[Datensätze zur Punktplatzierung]
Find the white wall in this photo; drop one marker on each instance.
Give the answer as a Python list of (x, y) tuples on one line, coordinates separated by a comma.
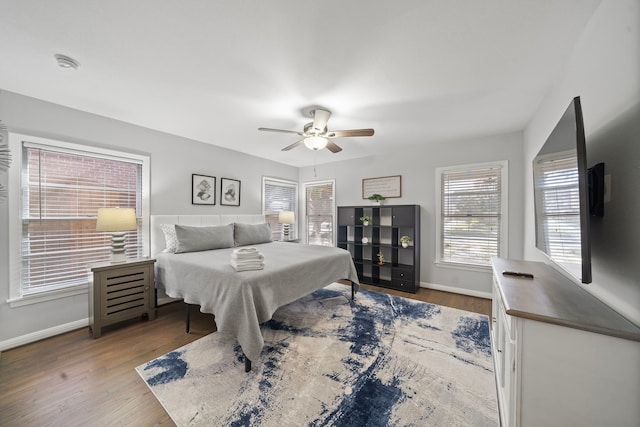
[(417, 168), (604, 71), (173, 160)]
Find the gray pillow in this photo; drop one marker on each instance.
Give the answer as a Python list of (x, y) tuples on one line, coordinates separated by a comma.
[(194, 239), (251, 234)]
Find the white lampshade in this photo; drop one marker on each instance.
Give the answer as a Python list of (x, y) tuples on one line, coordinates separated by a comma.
[(116, 219), (286, 217), (315, 142)]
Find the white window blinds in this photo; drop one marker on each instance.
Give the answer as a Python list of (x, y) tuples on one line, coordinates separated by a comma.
[(471, 214), (62, 191), (279, 195), (320, 208), (558, 205)]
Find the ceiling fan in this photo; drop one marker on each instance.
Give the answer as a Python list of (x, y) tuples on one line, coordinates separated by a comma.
[(316, 135)]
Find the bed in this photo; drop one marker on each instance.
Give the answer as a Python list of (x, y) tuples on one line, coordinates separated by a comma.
[(241, 301)]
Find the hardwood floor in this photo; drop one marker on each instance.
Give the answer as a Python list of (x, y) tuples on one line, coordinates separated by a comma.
[(75, 380)]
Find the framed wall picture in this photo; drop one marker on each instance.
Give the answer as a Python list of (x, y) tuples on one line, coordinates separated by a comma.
[(387, 186), (229, 192), (203, 189)]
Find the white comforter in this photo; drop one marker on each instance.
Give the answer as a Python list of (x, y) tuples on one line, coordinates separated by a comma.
[(242, 300)]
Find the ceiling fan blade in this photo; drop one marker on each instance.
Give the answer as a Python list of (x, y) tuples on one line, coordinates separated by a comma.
[(351, 132), (280, 130), (294, 145), (320, 119), (333, 147)]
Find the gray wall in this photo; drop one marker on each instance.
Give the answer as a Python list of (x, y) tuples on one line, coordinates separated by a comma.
[(604, 71), (173, 160), (417, 168)]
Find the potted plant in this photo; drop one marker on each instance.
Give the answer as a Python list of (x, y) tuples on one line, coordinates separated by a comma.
[(376, 198)]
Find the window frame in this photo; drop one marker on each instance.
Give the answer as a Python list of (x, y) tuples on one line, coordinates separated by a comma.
[(16, 296), (503, 166), (286, 183), (333, 208)]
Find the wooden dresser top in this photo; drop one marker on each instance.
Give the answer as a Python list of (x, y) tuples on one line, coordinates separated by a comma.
[(552, 298)]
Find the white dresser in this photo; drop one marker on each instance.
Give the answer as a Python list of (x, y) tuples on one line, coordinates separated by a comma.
[(562, 357)]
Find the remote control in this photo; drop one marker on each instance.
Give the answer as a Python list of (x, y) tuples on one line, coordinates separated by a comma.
[(518, 274)]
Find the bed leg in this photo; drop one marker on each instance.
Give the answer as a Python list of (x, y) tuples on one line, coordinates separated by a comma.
[(188, 317)]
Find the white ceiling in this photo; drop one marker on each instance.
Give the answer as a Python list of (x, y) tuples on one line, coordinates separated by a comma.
[(416, 71)]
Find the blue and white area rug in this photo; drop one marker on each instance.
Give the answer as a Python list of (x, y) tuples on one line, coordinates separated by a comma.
[(328, 361)]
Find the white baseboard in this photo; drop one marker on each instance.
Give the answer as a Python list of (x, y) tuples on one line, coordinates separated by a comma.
[(455, 290), (45, 333)]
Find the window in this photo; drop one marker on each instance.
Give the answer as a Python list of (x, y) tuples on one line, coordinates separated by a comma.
[(279, 195), (558, 205), (62, 187), (319, 212), (472, 216)]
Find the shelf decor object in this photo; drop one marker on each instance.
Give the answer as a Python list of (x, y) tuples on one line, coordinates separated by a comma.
[(286, 218), (377, 250), (117, 221)]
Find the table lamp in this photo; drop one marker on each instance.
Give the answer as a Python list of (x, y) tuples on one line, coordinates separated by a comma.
[(117, 221), (286, 218)]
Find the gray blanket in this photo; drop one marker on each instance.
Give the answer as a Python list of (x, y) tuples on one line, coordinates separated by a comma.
[(241, 301)]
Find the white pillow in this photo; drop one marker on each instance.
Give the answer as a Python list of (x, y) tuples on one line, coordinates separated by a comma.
[(194, 239), (170, 237), (251, 234)]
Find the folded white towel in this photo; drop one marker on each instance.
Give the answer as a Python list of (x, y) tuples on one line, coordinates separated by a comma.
[(247, 266), (247, 262), (247, 258), (254, 256), (244, 250), (257, 257)]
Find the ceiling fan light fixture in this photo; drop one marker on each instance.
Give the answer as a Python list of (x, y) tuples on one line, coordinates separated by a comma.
[(315, 142)]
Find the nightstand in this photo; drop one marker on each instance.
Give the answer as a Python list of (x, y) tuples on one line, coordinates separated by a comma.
[(121, 291)]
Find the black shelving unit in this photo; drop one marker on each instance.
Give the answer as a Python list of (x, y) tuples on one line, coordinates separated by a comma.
[(400, 268)]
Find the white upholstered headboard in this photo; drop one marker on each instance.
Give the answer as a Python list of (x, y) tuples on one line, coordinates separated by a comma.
[(157, 237)]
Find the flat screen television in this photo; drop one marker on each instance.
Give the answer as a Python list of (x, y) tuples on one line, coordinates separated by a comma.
[(566, 194)]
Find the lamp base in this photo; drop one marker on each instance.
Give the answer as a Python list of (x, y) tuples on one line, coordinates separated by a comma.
[(285, 232), (118, 247)]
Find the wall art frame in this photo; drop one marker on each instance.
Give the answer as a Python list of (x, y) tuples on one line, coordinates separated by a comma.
[(203, 189), (229, 192), (387, 186)]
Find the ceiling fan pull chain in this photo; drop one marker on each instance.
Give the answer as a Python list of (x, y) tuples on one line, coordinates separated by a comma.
[(315, 157)]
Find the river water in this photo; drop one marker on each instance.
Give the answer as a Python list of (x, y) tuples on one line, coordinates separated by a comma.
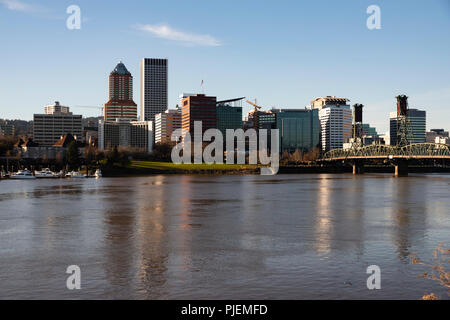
[(222, 237)]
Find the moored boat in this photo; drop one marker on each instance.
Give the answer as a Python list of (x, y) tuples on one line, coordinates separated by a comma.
[(45, 173), (22, 174)]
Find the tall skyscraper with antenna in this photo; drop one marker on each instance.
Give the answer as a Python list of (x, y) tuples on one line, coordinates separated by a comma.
[(153, 87), (120, 104)]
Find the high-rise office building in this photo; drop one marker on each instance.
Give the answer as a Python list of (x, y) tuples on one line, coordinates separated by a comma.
[(198, 108), (229, 115), (120, 104), (125, 133), (166, 123), (335, 116), (55, 108), (435, 133), (153, 87), (48, 128), (6, 129), (416, 126)]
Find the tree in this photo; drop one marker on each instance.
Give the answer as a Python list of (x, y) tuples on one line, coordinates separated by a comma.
[(72, 156)]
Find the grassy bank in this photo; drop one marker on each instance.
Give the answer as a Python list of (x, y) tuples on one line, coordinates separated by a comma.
[(139, 167)]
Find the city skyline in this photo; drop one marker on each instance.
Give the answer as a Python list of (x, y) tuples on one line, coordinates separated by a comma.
[(233, 59)]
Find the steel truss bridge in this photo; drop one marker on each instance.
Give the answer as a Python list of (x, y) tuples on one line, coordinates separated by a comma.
[(398, 156), (412, 151)]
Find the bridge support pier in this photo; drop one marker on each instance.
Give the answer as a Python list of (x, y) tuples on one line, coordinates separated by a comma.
[(358, 168), (401, 168)]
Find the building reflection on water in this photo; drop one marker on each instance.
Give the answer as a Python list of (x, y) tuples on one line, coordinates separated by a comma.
[(408, 214)]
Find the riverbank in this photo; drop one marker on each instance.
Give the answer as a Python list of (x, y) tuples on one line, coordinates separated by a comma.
[(136, 168), (139, 168)]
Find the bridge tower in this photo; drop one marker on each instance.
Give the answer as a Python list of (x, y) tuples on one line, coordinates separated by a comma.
[(402, 121), (358, 166), (403, 133)]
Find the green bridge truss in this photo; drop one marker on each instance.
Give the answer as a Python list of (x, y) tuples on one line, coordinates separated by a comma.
[(416, 150)]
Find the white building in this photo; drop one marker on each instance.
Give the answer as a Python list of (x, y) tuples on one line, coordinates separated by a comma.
[(335, 117), (153, 87), (56, 108), (166, 123), (125, 133), (57, 121)]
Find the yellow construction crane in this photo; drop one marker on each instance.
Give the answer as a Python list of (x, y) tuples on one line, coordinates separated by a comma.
[(256, 107), (255, 113), (92, 107)]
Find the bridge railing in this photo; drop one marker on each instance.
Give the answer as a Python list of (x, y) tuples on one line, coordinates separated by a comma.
[(416, 149)]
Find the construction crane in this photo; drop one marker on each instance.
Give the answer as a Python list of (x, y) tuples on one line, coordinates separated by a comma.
[(255, 113)]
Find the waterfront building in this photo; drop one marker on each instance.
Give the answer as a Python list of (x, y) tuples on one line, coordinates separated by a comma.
[(335, 116), (125, 133), (299, 129), (120, 104), (416, 122), (55, 108), (166, 123), (56, 122), (198, 108), (442, 140), (435, 133), (7, 129), (29, 149), (154, 87), (367, 130)]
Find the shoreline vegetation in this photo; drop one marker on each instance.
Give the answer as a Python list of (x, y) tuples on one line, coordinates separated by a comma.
[(143, 167)]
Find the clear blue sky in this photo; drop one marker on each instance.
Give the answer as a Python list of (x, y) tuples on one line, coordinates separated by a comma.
[(284, 53)]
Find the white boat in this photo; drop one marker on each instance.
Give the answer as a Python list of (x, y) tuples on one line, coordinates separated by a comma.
[(75, 174), (22, 174), (98, 173), (45, 173)]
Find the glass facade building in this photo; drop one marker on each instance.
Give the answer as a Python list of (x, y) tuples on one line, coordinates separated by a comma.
[(299, 129), (416, 120), (229, 115)]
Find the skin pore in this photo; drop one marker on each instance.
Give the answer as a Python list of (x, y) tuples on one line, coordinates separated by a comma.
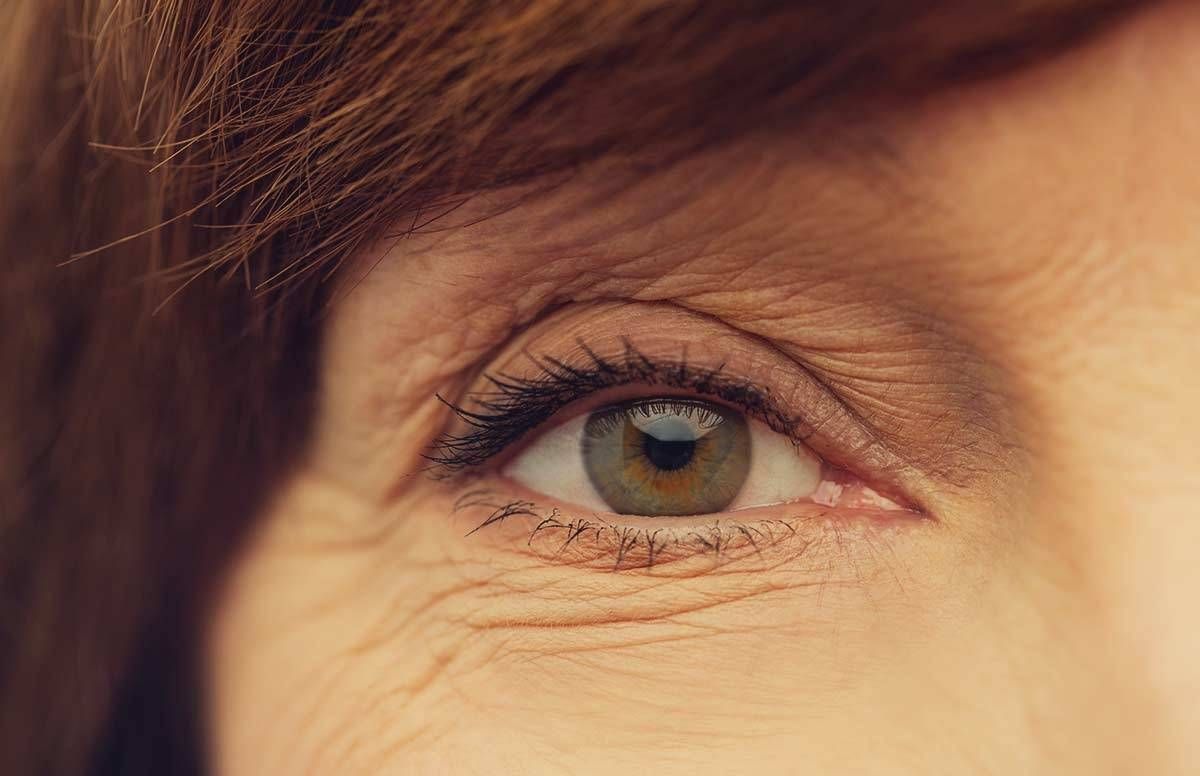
[(985, 304)]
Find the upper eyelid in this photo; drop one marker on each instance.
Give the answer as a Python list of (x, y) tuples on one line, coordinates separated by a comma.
[(509, 416)]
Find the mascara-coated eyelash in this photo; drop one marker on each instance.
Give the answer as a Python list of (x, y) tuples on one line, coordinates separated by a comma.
[(515, 405)]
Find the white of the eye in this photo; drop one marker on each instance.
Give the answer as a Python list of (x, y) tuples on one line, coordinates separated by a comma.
[(779, 470), (553, 465)]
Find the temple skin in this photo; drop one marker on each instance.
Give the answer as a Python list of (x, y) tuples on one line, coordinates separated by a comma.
[(1009, 306)]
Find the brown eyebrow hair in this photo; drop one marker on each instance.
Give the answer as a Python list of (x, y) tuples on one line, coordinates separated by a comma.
[(181, 178)]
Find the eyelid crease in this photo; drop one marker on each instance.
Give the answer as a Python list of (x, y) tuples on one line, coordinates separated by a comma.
[(519, 405)]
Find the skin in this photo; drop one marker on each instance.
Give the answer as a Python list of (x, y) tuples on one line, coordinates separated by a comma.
[(1003, 284)]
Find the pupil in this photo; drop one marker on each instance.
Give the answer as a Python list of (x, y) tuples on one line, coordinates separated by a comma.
[(669, 455)]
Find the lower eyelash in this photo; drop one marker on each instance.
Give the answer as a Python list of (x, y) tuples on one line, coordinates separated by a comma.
[(595, 541)]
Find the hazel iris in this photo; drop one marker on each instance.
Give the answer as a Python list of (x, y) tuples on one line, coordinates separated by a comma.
[(666, 456)]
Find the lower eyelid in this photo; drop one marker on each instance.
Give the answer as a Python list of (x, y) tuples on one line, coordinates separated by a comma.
[(681, 546)]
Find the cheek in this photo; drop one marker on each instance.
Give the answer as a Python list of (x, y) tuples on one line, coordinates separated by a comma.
[(355, 642)]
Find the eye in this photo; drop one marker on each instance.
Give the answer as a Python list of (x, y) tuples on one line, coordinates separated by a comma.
[(667, 456)]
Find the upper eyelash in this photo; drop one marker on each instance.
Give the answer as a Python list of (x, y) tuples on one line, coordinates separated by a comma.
[(519, 404)]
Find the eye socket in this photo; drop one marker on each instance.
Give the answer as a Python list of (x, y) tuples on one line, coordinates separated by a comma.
[(667, 456)]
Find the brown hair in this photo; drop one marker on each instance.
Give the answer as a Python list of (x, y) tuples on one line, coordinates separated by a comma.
[(181, 178)]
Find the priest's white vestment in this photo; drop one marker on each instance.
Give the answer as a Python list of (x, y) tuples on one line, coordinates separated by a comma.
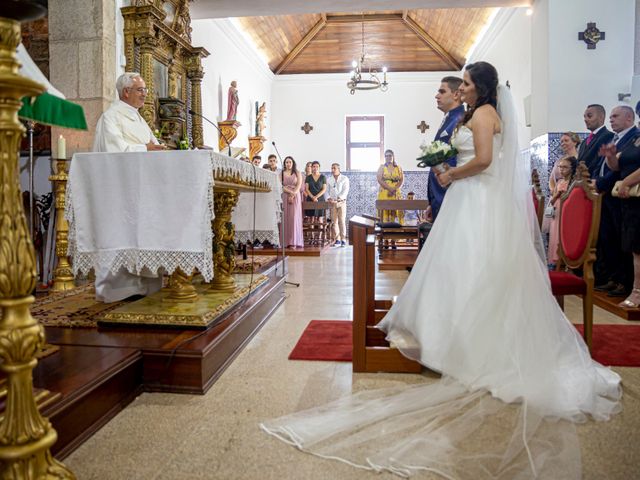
[(122, 129)]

_Aufgabe_
Übernimm die Datensätze wortgetreu, beginnend am Anfang und endend mit der Zeile, die „[(116, 219), (286, 217), (315, 142)]“ enthält, beide Enden eingeschlossen. Lass die Bilder in deiner Antwort weg.

_Schriftliche Antwort_
Find the white wall in this photo; drop one marker on each instance.
Give the answer as a Python list of (x, y) tuples on one line, coordinates separated by a comma.
[(417, 168), (604, 71), (173, 160)]
Find the gray pillow in this photo; drop one marker on each instance.
Give the answer as a Python list of (x, y) tuples on one line, coordinates separated by a comma.
[(194, 239), (251, 234)]
Find the white lampshade in this photo; drop one marker on each instance.
Give the answer as a Python list of (x, y) tuples on one line, coordinates separated by a comma.
[(116, 219), (286, 217), (315, 142)]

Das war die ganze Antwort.